§ DATA SUPPLIED
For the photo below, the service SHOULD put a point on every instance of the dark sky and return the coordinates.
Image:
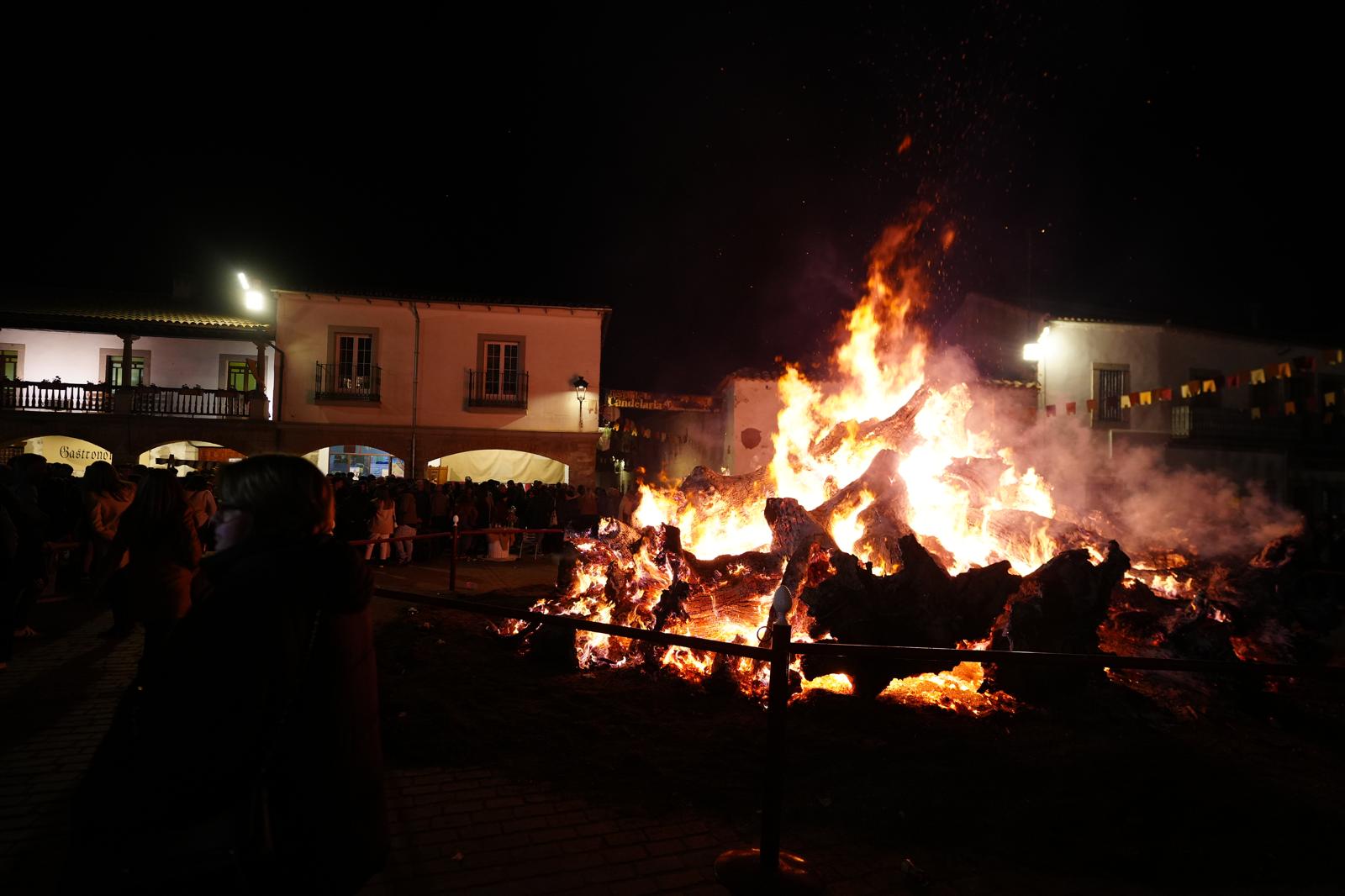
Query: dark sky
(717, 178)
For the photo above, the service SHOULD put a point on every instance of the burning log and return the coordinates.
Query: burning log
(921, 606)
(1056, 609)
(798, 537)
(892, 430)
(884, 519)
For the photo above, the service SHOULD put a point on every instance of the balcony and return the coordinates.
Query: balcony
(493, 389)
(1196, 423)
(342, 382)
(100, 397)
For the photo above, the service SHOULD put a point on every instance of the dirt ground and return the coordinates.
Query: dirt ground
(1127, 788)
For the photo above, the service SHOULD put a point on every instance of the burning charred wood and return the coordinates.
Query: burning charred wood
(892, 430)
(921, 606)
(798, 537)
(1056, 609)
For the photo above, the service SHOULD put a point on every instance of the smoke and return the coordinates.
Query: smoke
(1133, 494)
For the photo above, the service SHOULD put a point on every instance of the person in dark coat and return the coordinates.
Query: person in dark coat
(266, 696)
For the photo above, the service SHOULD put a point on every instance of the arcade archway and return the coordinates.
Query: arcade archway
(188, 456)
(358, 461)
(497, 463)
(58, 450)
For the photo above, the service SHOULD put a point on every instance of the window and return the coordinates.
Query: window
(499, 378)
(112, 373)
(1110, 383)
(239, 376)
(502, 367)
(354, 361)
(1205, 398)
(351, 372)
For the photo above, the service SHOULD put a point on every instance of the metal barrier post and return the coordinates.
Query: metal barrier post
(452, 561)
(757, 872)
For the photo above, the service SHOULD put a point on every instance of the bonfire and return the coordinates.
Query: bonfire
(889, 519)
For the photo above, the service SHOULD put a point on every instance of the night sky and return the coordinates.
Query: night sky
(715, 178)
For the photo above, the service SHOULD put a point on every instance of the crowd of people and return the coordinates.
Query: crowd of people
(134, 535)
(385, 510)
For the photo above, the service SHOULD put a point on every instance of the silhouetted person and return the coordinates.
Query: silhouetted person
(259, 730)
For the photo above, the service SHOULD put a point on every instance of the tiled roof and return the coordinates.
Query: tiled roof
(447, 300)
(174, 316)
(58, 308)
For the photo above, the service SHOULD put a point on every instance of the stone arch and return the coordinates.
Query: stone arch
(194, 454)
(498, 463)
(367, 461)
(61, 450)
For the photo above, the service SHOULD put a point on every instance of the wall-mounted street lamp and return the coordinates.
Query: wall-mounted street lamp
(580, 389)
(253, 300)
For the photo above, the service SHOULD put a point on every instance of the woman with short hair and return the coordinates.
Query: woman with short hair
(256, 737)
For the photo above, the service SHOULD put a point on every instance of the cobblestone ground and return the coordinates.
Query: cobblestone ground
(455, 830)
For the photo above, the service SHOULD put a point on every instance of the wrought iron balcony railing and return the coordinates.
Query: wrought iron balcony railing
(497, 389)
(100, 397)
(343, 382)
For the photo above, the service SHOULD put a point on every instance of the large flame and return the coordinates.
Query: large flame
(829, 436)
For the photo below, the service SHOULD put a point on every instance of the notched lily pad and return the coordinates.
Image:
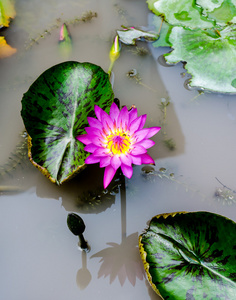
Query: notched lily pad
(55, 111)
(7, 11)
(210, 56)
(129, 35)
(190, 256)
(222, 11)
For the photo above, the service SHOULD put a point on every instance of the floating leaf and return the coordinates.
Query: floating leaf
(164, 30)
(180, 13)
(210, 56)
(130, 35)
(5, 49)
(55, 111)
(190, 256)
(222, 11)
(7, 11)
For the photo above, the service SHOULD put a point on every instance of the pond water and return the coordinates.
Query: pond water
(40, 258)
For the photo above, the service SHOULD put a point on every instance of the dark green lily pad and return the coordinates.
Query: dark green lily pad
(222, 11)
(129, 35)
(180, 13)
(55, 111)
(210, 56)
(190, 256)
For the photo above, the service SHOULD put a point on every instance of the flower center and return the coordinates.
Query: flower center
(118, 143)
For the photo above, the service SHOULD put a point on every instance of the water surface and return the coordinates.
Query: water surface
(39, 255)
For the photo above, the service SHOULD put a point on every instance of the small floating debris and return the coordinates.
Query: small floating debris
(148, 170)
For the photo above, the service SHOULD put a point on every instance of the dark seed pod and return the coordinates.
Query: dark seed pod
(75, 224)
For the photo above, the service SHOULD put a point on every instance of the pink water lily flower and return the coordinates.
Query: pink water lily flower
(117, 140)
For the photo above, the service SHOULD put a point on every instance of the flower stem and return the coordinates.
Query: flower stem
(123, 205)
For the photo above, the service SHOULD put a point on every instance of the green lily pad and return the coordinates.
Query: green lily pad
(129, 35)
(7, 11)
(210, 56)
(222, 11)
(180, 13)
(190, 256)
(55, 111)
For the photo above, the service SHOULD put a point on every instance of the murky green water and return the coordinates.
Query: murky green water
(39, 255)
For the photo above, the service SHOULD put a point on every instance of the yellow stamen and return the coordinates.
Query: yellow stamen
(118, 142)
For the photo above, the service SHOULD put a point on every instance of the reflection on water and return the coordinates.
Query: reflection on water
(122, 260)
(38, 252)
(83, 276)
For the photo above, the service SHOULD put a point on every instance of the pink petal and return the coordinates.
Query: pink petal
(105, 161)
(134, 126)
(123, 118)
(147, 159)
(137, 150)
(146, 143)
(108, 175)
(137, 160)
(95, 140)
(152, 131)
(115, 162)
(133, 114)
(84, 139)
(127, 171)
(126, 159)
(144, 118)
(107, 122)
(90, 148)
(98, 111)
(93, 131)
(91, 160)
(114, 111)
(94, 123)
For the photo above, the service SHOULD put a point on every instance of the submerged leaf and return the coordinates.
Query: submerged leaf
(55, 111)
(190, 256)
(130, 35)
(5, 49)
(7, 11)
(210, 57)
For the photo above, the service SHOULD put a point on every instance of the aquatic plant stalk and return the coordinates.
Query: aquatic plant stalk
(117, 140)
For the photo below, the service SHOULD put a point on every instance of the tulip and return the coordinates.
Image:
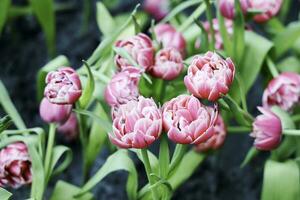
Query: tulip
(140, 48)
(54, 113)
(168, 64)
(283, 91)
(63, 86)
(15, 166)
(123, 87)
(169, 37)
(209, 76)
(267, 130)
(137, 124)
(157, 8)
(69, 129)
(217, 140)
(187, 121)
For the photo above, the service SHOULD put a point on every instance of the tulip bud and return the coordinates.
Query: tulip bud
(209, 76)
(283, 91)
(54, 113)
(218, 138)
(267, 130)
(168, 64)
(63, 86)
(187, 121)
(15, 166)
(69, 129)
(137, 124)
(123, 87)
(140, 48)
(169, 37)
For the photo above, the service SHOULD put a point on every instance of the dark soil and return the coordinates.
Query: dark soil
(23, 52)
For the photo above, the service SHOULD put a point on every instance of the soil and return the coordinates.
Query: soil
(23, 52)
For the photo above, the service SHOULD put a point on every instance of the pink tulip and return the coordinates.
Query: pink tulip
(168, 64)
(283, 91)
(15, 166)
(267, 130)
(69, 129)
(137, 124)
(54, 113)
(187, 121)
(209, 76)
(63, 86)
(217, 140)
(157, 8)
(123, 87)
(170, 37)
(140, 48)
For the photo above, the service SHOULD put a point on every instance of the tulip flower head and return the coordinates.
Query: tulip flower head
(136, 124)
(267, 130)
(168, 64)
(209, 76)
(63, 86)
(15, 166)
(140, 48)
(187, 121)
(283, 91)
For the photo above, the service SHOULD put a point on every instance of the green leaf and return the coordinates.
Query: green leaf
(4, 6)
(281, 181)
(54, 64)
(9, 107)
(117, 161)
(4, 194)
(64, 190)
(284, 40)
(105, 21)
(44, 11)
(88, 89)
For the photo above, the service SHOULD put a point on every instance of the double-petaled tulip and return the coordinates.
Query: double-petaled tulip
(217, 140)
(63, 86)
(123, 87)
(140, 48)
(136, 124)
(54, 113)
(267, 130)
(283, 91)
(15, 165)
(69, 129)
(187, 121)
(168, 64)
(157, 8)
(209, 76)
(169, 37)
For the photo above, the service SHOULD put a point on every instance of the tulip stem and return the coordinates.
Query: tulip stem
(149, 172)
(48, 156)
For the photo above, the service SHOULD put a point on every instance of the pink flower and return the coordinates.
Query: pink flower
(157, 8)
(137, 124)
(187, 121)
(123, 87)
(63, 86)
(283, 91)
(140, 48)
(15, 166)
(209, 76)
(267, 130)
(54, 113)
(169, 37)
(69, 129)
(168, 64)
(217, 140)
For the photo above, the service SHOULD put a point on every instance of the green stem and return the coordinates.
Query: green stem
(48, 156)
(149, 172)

§ WRITTEN PROBLEM
Please reproduce the rows starting at the line containing "pink tulip and return the coordinates." and ending at the last row, swapping "coordinates" for "positions" and leaving everything else unchanged.

§ SOLUTION TO THIS EXERCISE
For the photo above, the service SHOULD put a point on every instance of the pink tulip and return the positions.
Query: pink tulip
(168, 64)
(283, 91)
(15, 166)
(267, 130)
(69, 129)
(137, 124)
(54, 113)
(187, 121)
(209, 76)
(63, 86)
(217, 140)
(157, 8)
(123, 87)
(170, 37)
(140, 48)
For the photo above, the service SHOULD put a point on every instance of the tulip flower head and return the positions.
Query: tulip flower head
(136, 124)
(267, 130)
(168, 64)
(209, 76)
(63, 86)
(15, 166)
(140, 48)
(187, 121)
(283, 91)
For the photo above, the service SHOULD put a point on every instance of the green leaf and return the positions.
Query: green leaf
(4, 6)
(281, 181)
(54, 64)
(9, 107)
(117, 161)
(4, 194)
(64, 190)
(284, 40)
(105, 21)
(44, 11)
(88, 89)
For the photo above, the service SHOULD put a point on every instance of the double-petaled tulip and return the positions.
Query: double-petaled tulip
(217, 140)
(63, 86)
(123, 87)
(140, 48)
(136, 124)
(54, 113)
(267, 130)
(283, 91)
(15, 165)
(69, 129)
(187, 121)
(168, 64)
(157, 8)
(209, 76)
(169, 37)
For the photo above, the service SHOULD put a point on every instance of the tulip stem and return the positions.
Query: tulip stem
(149, 172)
(48, 156)
For the photo above, the service SHOULD put a point on every instance of the pink flower and return the positions.
Query: pink flower
(157, 8)
(137, 124)
(187, 121)
(123, 87)
(63, 86)
(283, 91)
(140, 48)
(15, 166)
(209, 76)
(267, 130)
(54, 113)
(169, 37)
(69, 129)
(168, 64)
(217, 140)
For the photo above, the service SHOULD put a point on every instance of the green stem and return the positions.
Query: green stem
(48, 156)
(149, 172)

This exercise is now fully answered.